** PASSAGE **
──────

Sort keys define the physical order of data stored on disk.

Two Sort Key Types:

  1. Compound Sort Key (default):
    • Sorts by first column, then second, then third (like phone book: last name, first name)
    • Use when: Queries filter on prefix of sort key columns
    • Example: SORTKEY(date, region, product_id) — efficient for queries filtering on date, date+region, or date+region+product_id
  2. Interleaved Sort Key:
    • Gives equal weight to all columns in sort key
    • Use when: Queries filter on different columns in different queries
    • Trade-off: Slower writes (more overhead maintaining interleaved sort), not recommended unless queries have highly variable filters

AUTO SORTKEY (recommended):

  • Redshift automatically chooses sort key based on query patterns
  • Continuously optimizes as workload changes
  • Eliminates guesswork

Performance Impact:

  • Correct sort key: Query scans only relevant blocks (zone maps), 10-1000x faster
  • Example: 1 TB table sorted by date, query filters last 7 days → scans <1% of blocks

Best Practices:

  • Choose sort key columns frequently used in WHERE, JOIN, or ORDER BY clauses
  • Use timestamps or dates as first sort key column (time-series data)
  • Use AUTO SORTKEY unless you have specific requirements

Redshift Spectrum

Redshift Spectrum queries data in Amazon S3 without loading it into Redshift.

How It Works:

  • Redshift cluster delegates S3 scanning to Spectrum compute layer
  • Spectrum layer scales independently (thousands of nodes)
  • Results returned to Redshift for final processing (joins, aggregations)

Use Cases:

  • Data lake queries: Query petabytes in S3 without ETL
  • Historical data: Keep infrequently accessed data in S3 (cheaper storage)

──────

** RECORDS **
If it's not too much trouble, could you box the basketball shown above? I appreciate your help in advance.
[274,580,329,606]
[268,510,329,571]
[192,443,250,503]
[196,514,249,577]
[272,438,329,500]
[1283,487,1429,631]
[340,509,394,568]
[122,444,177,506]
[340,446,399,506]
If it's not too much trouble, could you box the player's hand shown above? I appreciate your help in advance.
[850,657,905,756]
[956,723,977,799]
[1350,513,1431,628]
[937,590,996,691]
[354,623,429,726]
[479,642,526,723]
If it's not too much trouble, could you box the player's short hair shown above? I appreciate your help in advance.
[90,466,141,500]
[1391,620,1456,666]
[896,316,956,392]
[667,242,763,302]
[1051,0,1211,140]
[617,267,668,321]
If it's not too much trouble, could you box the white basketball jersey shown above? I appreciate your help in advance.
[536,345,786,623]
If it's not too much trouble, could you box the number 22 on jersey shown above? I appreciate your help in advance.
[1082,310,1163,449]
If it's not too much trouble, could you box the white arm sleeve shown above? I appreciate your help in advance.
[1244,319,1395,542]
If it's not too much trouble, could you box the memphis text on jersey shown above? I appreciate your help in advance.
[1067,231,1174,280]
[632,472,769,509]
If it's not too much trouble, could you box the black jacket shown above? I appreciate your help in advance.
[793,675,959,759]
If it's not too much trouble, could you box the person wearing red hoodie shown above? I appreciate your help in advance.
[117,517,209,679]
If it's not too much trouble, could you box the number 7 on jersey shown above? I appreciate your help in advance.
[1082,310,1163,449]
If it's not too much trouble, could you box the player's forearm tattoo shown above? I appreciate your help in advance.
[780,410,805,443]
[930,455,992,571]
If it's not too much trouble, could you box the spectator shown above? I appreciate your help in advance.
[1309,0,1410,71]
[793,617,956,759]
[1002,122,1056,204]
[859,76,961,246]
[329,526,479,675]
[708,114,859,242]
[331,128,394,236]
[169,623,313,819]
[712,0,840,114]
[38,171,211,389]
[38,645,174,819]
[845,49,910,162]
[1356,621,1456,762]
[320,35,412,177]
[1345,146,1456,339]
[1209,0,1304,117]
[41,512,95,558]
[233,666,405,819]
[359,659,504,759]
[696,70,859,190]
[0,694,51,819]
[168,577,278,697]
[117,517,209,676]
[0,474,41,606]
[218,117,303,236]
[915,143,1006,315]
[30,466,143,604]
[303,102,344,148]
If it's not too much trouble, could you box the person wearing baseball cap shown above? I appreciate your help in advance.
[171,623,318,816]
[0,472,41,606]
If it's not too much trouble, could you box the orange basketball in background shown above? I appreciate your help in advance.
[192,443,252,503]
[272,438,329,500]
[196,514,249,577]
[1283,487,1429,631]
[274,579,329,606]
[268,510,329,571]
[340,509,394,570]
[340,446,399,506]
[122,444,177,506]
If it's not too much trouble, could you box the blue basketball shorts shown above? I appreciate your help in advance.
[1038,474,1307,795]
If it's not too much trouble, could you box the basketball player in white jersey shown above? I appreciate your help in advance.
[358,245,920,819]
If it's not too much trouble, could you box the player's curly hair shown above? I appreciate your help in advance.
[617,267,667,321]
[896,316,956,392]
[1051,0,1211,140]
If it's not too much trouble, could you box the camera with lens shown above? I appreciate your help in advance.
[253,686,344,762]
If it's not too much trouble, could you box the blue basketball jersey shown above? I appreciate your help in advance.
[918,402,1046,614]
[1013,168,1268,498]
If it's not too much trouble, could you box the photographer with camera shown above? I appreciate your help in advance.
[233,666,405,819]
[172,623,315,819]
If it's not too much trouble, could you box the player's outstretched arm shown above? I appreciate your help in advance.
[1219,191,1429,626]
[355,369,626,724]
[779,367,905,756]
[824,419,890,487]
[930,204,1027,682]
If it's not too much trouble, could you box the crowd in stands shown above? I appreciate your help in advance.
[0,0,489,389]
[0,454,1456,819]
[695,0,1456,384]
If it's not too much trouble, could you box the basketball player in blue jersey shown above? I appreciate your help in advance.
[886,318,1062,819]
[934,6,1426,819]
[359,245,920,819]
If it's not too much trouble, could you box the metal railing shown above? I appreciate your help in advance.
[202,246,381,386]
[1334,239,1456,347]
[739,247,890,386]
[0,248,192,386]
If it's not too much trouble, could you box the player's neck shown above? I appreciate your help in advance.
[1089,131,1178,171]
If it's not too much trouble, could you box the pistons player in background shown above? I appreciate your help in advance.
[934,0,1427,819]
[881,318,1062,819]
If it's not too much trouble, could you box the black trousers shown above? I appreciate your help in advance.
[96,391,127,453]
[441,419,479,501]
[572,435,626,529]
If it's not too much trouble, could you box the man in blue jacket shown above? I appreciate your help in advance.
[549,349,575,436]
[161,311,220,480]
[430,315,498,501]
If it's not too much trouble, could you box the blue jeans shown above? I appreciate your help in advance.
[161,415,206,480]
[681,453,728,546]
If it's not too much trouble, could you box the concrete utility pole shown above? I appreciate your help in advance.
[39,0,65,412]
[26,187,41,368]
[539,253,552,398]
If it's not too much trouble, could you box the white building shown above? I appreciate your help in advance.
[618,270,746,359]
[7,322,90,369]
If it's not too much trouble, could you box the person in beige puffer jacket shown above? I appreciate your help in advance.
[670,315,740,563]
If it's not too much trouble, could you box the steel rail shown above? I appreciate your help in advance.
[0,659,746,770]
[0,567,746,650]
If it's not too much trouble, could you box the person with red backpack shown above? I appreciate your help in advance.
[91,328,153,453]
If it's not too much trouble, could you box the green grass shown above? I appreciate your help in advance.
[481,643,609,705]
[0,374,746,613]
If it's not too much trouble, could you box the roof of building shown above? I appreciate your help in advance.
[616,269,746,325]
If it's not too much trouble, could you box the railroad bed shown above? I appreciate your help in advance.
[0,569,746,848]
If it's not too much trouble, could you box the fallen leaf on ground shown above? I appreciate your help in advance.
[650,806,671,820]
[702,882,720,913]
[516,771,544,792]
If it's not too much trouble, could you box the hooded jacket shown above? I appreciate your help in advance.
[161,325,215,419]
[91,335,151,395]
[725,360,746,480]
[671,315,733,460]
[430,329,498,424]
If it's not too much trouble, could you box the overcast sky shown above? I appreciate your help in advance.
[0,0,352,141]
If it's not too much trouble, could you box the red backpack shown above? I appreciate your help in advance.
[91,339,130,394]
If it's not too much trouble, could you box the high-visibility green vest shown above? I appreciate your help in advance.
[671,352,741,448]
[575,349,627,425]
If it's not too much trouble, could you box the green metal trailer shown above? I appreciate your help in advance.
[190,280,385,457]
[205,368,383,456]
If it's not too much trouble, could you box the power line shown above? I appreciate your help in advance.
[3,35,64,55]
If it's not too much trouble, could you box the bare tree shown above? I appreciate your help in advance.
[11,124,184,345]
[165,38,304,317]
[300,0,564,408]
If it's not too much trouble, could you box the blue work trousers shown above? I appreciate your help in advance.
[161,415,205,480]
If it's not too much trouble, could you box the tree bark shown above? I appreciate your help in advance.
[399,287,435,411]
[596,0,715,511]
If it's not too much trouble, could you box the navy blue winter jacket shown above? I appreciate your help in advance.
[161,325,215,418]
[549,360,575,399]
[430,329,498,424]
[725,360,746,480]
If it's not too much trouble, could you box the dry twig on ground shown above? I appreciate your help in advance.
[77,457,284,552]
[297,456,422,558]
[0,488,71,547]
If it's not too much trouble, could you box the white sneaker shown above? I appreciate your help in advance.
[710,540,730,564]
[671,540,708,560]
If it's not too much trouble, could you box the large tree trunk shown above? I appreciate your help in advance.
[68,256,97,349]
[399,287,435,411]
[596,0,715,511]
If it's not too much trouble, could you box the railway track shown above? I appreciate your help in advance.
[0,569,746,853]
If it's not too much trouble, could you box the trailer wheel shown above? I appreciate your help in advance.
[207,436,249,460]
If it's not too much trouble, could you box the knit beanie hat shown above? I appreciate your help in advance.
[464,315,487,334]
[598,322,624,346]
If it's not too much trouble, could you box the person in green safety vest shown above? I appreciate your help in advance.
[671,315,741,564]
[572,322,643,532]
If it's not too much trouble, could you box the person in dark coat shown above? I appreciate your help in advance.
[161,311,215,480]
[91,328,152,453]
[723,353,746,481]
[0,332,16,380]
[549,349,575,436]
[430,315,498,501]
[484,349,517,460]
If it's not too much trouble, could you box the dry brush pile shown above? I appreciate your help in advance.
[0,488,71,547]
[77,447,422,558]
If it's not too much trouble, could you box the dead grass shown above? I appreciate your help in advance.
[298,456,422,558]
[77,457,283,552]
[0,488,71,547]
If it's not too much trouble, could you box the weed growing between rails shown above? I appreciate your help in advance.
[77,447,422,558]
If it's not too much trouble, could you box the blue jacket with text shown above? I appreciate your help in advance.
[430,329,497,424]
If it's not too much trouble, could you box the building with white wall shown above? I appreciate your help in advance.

──────

** PROBLEM DESCRIPTION **
In the passage on Redshift sort keys above, why is an interleaved sort key not recommended unless queries have highly variable filters? Answer in one to three sentences.

** FULL SOLUTION **
An interleaved sort key brings slower writes, because maintaining the interleaved sort adds overhead. The passage therefore reserves it for workloads whose queries filter on different columns in different queries.